Segment Open

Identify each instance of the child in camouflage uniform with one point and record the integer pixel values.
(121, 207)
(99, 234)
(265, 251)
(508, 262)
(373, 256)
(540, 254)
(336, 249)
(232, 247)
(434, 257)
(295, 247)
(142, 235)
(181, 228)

Segment Closed

_EXERCISE DIRECTIONS_
Print every record exactly, so that each word matches what is written above.

_WRITTEN ANSWER_
Identify each instance of the child in camouflage uniform with one point and record the integer pixel values.
(121, 207)
(99, 234)
(265, 251)
(508, 262)
(373, 256)
(540, 254)
(336, 249)
(232, 247)
(434, 257)
(295, 247)
(142, 235)
(181, 228)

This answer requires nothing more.